* [YOUR OBJECTIVE]:
Pull out every line of the data below that contains the string "post", and copy each one. Uppercase and lowercase count as different.

***** SUPPLIED DATA *****

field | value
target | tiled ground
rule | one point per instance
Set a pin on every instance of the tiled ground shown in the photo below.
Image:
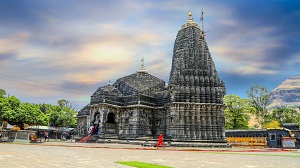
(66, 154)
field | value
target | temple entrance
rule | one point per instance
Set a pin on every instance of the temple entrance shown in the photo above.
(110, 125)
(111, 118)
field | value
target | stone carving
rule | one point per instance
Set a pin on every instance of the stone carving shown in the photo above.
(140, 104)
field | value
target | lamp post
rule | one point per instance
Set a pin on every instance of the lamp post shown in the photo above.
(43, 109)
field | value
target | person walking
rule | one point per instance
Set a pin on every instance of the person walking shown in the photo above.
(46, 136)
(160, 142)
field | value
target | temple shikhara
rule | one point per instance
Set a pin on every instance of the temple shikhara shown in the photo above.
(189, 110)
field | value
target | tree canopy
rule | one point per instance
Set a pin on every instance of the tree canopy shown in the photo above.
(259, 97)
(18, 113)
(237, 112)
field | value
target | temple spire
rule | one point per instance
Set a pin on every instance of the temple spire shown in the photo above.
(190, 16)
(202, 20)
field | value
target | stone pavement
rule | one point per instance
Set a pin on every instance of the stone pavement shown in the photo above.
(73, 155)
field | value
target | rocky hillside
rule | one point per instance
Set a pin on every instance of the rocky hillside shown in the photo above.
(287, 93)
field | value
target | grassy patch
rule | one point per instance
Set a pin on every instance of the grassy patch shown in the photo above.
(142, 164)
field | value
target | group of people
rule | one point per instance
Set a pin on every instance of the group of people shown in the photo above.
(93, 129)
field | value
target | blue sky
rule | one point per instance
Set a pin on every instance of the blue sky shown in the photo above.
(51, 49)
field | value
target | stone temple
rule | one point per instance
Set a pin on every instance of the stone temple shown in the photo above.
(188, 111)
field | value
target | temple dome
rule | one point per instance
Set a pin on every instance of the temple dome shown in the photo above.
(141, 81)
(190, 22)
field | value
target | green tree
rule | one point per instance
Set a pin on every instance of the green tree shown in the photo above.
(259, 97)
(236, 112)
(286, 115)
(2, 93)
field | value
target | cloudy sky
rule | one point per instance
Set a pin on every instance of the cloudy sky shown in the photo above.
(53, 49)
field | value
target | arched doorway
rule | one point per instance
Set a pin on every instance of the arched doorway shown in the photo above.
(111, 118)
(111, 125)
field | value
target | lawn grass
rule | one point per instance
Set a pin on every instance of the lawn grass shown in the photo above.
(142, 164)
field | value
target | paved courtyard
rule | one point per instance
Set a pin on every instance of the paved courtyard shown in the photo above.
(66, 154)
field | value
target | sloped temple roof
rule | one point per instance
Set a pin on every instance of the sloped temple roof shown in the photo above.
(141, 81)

*****
***** SUPPLIED DATA *****

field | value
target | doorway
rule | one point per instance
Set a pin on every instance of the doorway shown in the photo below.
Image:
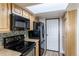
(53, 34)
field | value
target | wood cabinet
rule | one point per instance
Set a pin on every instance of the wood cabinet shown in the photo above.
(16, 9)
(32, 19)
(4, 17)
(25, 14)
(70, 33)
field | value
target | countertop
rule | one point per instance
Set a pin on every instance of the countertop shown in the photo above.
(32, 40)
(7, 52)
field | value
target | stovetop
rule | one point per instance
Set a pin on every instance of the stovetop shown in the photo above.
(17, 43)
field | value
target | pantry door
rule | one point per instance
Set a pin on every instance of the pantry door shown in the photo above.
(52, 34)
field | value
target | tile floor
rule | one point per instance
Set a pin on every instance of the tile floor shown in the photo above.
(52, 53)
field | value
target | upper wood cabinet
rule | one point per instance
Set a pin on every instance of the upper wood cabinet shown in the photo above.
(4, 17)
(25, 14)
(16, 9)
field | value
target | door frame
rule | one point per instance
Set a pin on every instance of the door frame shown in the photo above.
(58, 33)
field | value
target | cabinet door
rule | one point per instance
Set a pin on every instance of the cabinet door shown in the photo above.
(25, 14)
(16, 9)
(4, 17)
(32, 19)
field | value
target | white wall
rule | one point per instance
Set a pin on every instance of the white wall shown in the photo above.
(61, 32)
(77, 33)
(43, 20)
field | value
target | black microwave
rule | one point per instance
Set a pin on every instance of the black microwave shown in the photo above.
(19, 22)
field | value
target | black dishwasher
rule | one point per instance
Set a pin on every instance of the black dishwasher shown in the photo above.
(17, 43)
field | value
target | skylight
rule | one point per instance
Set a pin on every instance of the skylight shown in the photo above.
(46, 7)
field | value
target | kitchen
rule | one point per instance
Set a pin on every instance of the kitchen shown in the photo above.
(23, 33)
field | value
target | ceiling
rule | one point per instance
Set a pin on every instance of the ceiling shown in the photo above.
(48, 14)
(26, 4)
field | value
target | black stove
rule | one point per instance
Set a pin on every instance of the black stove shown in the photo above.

*****

* [SOLUTION FOR THIS TASK]:
target | lamp post
Set a pin on every instance of the lamp post shown in the photo above.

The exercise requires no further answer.